# Passage given
------------------------------------------------------------------------

Julius Rosenwald.
Do not feel bad if you cannot identify the name. Filmmaker Aviva Kempner, who focuses on the Chicago retail mogul and philanthropist who donated over $62 million to benefit African-Americans throughout the South, estimates that eight out of 10 people who see Rosenwald know little about the man who is its subject.
“I think it’s the most inspiring story of philanthropy,” says Kempner, 68. “Julius Rosenwald built schools that educated at least 600,000 African-Americans in the last century. Yet it’s a total unknown story of how one man — with his vision and with Booker T. Washington — could educate a whole population essentially out of poverty, to not just be working the fields. And he also gave to great artisans like Marian Anderson and Jacob Lawrence, and scholars like John Hope Franklin and Ralph Bunce.”
Rosenwald the film follows in the tradition of Kempner’s body of work, shining a light on such prominent, ground-breaking Jews as baseball player Hank Greenberg and television pioneer Gertrude Berg.
“Underknown Jewish heroes is how I put it,” she says. “With Hank Greenberg, it was someone who faced anti-Semitism but really excelled to defy that kind of pressure. Gertrude Berg defied sexism in her industry. And she also faced McCarthyism with great courage.

------------------------------------------------------------------------

# Data provided
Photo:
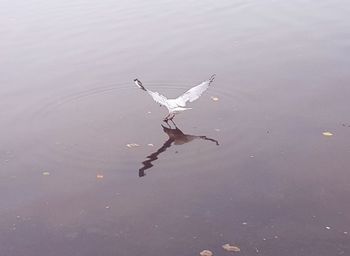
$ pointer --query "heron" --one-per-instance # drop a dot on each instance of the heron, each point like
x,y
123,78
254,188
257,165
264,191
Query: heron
x,y
178,105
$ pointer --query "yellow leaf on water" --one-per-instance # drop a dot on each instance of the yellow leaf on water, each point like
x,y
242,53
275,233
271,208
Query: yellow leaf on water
x,y
327,134
231,248
206,253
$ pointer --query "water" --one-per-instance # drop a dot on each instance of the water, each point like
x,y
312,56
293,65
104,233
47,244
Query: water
x,y
264,179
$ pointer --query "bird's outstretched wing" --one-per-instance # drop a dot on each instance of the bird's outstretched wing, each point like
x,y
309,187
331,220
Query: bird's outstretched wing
x,y
160,99
194,93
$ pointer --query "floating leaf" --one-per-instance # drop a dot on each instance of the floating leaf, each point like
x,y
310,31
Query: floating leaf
x,y
328,134
206,253
132,145
231,248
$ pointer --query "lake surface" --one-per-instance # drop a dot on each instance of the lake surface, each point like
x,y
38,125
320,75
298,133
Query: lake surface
x,y
251,168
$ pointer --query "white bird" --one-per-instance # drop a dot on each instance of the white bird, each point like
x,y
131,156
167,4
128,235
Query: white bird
x,y
175,106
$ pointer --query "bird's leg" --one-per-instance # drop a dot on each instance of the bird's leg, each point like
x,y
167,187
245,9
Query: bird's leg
x,y
166,118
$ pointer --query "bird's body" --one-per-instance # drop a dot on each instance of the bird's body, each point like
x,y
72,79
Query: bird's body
x,y
178,105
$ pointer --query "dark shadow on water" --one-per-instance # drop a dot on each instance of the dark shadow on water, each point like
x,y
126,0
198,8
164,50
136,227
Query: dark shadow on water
x,y
176,137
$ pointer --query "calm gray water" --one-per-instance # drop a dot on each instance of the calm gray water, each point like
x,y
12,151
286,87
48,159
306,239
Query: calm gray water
x,y
264,177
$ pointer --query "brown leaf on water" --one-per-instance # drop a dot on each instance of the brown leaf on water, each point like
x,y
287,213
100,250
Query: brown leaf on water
x,y
206,253
99,176
327,134
231,248
132,145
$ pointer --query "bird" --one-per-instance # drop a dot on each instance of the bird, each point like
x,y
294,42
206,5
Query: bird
x,y
178,105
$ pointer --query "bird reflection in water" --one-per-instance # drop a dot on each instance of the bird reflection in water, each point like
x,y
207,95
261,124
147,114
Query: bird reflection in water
x,y
176,137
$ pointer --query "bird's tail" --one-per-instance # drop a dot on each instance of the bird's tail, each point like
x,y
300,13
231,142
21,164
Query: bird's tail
x,y
211,79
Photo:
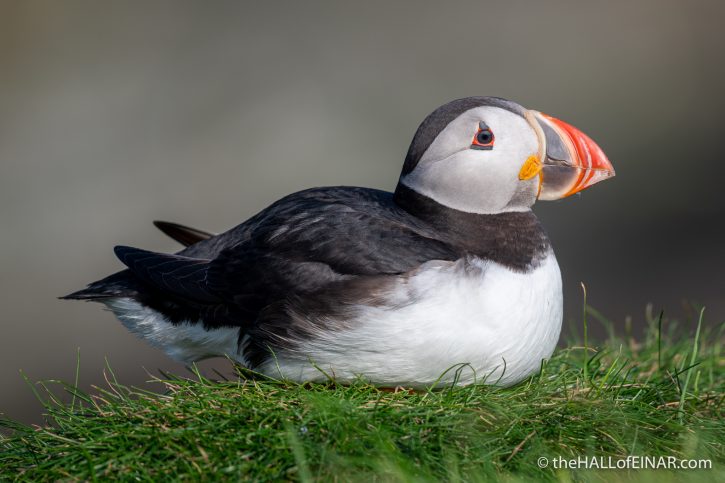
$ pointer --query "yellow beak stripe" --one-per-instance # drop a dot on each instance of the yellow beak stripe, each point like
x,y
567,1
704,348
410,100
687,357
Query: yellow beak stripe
x,y
531,168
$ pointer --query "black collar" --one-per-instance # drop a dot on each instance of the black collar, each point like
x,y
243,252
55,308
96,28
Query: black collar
x,y
514,239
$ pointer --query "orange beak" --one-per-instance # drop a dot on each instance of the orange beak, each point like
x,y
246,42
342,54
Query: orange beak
x,y
572,161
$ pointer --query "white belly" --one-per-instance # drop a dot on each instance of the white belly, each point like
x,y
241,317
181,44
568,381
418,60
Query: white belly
x,y
493,324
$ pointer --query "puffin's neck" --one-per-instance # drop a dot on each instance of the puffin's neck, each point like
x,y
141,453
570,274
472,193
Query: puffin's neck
x,y
515,239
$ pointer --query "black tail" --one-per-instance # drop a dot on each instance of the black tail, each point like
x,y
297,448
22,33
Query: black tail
x,y
182,234
120,284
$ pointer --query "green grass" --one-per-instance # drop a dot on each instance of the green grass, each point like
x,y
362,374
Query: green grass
x,y
658,395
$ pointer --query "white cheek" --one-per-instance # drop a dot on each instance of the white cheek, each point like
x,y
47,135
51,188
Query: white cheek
x,y
466,181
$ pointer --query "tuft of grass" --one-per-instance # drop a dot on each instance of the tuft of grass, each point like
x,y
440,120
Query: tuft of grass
x,y
658,396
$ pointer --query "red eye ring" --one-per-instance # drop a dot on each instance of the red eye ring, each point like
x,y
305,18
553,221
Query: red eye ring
x,y
484,138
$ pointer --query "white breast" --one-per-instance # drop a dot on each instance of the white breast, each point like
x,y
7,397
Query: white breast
x,y
494,323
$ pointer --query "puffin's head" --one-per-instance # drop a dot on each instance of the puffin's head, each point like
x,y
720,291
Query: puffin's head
x,y
490,155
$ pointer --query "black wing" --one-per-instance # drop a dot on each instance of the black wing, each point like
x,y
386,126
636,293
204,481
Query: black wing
x,y
299,247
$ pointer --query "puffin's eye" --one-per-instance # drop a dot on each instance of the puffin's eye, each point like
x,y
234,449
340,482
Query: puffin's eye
x,y
483,138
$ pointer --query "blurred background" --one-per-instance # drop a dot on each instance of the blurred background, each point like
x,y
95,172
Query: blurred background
x,y
116,113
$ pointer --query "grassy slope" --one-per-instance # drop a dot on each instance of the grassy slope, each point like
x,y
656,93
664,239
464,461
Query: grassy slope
x,y
621,402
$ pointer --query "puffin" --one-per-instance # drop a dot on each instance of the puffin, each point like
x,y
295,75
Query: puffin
x,y
451,279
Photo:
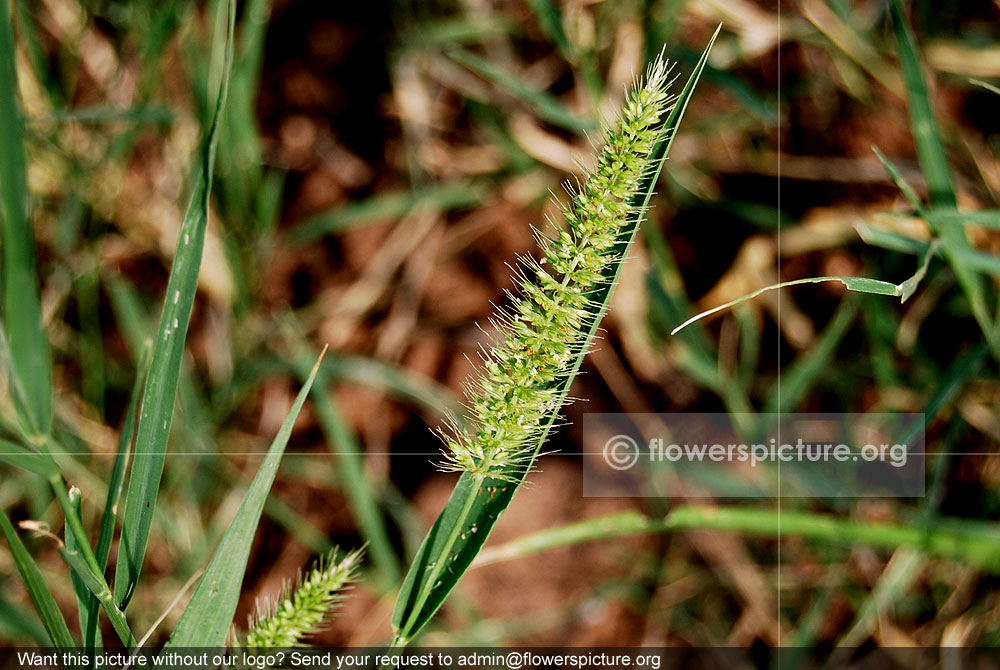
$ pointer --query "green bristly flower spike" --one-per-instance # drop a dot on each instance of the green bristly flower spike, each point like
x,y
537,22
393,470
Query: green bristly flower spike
x,y
543,332
542,338
300,612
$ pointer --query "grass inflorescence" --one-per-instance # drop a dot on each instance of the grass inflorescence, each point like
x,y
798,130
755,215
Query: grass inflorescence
x,y
301,611
543,332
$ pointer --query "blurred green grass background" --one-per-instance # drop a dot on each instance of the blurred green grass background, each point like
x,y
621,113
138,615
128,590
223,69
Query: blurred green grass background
x,y
379,166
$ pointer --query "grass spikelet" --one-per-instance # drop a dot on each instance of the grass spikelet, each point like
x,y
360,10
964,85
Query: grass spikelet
x,y
301,611
541,333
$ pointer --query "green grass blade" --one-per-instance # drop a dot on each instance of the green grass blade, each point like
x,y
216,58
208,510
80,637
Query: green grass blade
x,y
940,183
476,503
80,558
49,612
860,284
926,134
209,615
165,365
107,532
972,259
86,604
22,312
26,459
973,542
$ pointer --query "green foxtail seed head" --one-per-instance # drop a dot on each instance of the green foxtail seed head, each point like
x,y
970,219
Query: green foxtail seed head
x,y
301,612
543,331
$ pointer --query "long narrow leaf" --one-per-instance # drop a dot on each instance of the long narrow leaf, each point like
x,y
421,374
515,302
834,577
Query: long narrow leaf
x,y
476,503
973,542
209,615
49,612
161,384
926,133
86,603
22,312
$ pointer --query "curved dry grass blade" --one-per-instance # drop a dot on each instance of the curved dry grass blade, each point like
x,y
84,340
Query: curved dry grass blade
x,y
49,612
168,349
209,615
861,284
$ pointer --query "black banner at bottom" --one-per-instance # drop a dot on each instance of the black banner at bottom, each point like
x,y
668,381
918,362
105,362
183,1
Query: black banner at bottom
x,y
499,658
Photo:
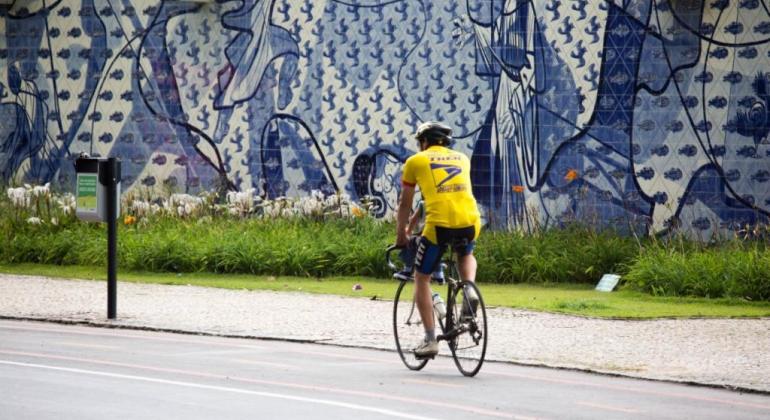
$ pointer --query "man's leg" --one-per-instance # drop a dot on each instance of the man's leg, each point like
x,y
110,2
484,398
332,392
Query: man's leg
x,y
468,267
422,295
468,272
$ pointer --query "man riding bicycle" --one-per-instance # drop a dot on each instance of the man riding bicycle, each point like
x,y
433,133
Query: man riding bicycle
x,y
443,176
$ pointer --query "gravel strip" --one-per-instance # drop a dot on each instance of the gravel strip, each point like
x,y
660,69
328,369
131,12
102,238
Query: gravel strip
x,y
722,352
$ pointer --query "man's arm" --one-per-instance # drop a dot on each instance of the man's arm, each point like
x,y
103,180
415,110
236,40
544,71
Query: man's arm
x,y
404,208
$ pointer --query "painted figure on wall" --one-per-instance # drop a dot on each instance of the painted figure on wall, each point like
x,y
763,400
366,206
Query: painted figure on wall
x,y
648,115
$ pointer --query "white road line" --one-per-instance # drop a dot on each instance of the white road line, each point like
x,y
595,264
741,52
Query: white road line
x,y
262,363
333,403
423,382
90,346
609,407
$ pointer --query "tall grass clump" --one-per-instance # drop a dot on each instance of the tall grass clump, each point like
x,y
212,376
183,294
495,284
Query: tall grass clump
x,y
576,253
733,270
329,235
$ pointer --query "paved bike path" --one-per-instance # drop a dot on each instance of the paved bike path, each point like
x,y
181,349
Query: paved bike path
x,y
721,352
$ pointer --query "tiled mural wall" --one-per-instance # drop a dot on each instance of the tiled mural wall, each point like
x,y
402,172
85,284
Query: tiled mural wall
x,y
645,113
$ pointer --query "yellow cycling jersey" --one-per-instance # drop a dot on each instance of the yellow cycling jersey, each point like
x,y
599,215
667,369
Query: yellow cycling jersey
x,y
444,178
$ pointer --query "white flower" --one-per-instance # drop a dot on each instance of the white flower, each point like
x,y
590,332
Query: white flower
x,y
41,190
140,208
18,196
67,204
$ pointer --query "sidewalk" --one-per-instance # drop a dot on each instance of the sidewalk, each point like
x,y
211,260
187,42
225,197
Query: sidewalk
x,y
722,352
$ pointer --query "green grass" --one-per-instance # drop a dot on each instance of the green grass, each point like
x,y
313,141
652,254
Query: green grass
x,y
576,299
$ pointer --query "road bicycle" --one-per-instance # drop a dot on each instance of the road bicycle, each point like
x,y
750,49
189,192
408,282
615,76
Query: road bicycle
x,y
464,327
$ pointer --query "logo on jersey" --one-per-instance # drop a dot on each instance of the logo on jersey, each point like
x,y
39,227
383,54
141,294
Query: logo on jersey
x,y
450,171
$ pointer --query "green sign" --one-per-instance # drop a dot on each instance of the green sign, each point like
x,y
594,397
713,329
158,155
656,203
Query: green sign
x,y
86,192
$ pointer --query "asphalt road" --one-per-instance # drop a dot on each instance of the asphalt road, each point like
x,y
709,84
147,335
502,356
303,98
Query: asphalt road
x,y
52,371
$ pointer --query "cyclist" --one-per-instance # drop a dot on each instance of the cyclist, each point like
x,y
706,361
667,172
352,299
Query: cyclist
x,y
443,176
408,254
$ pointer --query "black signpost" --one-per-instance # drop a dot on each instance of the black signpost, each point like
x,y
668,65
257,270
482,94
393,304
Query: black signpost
x,y
97,197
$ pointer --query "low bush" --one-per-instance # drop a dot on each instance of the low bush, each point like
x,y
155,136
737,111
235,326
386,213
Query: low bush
x,y
732,270
330,236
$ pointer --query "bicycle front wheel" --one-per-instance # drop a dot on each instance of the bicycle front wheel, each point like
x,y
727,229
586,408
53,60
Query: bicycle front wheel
x,y
469,318
407,325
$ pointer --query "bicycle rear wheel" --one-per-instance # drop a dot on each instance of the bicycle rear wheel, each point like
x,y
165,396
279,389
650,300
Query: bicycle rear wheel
x,y
469,346
407,325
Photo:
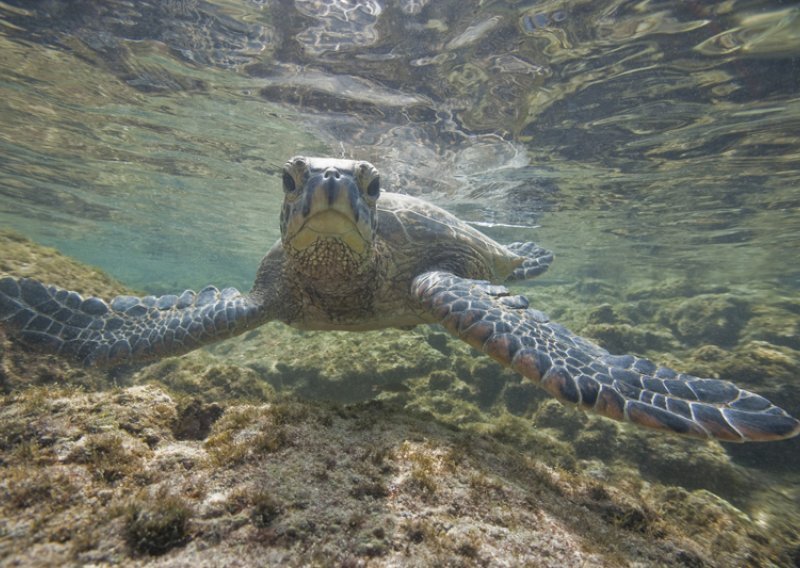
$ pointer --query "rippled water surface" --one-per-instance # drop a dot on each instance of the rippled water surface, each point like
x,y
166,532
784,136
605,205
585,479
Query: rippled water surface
x,y
654,145
653,137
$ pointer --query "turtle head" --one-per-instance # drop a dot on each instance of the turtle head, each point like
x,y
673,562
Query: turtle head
x,y
329,219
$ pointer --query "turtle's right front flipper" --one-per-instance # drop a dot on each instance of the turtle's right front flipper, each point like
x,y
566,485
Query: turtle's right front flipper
x,y
127,329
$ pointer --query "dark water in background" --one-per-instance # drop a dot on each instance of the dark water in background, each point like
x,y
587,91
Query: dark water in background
x,y
642,141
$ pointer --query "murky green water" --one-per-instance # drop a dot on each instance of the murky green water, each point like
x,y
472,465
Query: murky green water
x,y
647,143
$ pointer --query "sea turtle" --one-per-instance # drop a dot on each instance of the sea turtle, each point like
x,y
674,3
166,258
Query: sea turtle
x,y
351,258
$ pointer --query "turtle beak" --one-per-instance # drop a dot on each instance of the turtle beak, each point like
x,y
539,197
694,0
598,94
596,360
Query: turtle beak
x,y
330,207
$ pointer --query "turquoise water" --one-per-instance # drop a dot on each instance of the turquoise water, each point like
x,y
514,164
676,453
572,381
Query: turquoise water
x,y
652,145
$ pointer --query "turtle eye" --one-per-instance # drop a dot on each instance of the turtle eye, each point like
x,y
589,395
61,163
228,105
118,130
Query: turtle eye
x,y
288,182
374,188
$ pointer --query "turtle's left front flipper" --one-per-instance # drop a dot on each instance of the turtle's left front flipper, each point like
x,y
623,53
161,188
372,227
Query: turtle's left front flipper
x,y
126,329
576,371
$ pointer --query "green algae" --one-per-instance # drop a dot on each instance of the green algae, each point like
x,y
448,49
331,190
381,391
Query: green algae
x,y
452,468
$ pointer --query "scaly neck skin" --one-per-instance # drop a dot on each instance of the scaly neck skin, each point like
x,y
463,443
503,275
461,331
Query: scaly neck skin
x,y
330,268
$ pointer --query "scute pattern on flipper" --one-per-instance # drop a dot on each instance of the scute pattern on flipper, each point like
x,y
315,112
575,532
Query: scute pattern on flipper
x,y
537,260
576,371
127,328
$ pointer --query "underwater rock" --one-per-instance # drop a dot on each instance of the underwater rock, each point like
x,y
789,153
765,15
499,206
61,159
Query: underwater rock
x,y
441,476
775,325
626,338
708,318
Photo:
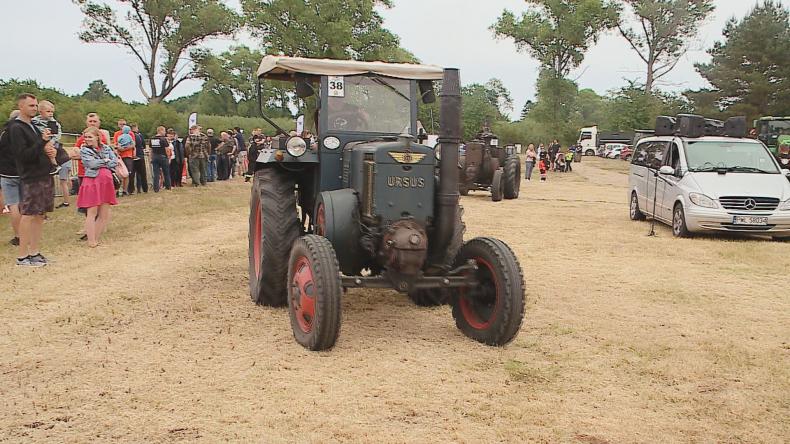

------------------------------------------------------------------------

# Job 1
Rewrite the article about the Rosenwald documentary starting with "Rosenwald the film" and going on through "pioneer Gertrude Berg.", putting "ballplayer" in place of "baseball player".
# Job 2
Carry on the article about the Rosenwald documentary from the point where it stops.

# Written response 1
Rosenwald the film follows in the tradition of Kempner’s body of work, shining a light on such prominent, ground-breaking Jews as ballplayer Hank Greenberg and television pioneer Gertrude Berg.

# Written response 2
“With Julius Rosenwald, I guess it’s another ism again,” racism. “Someone who saw that under Jim Crow, African-American children in the South really needed a chance.”
The son of an immigrant peddler, Rosenwald rose to become CEO of Sears, the retailing giant that Kempner calls “Amazon way before there was Amazon.” Born in 1862, Rosenwald saw the social inequity in the way blacks were treated and he underwrote the building of some 5,400 schools for them, as well as housing and YMCAs for the African-American community.
Yet as recently as 2003, Kempner too was unfamiliar with Rosenwald.
“Twelve years ago I was on Martha’s Vineyard and I went to a lecture at the Hebrew Center called ‘Blacks and Jews’ because Julian Bond, one of the civil rights intellectuals and activists, was speaking and also Rabbi David Saperstein. I thought I was going to a talk about the civil rights era. Little did I know it would be about a period way before.
“(Rosenwald) really is a groundbreaker in philanthropy. There are just so many lessons for today in how much he got the community involved,” says Kempner. “The minute Julian started talking how his father and his uncle were helped by Julius Rosenwald, a light bulb went on over my head.” She knew what the subject of her next film must be.
Over the years it took to make Rosenwald — delayed mainly by her fund-raising needs — Kempner got to know Bond, who passed away last month, just days after the film arrived in theaters. “I had become such close friends with him and his wife,” she says. “Just before he died, he was getting some X-rays and he told his X-ray technician, ‘Now make sure you see this film on Rosenwald.’ He had advised me all along the way and there are great interviews with him. I miss him dearly.”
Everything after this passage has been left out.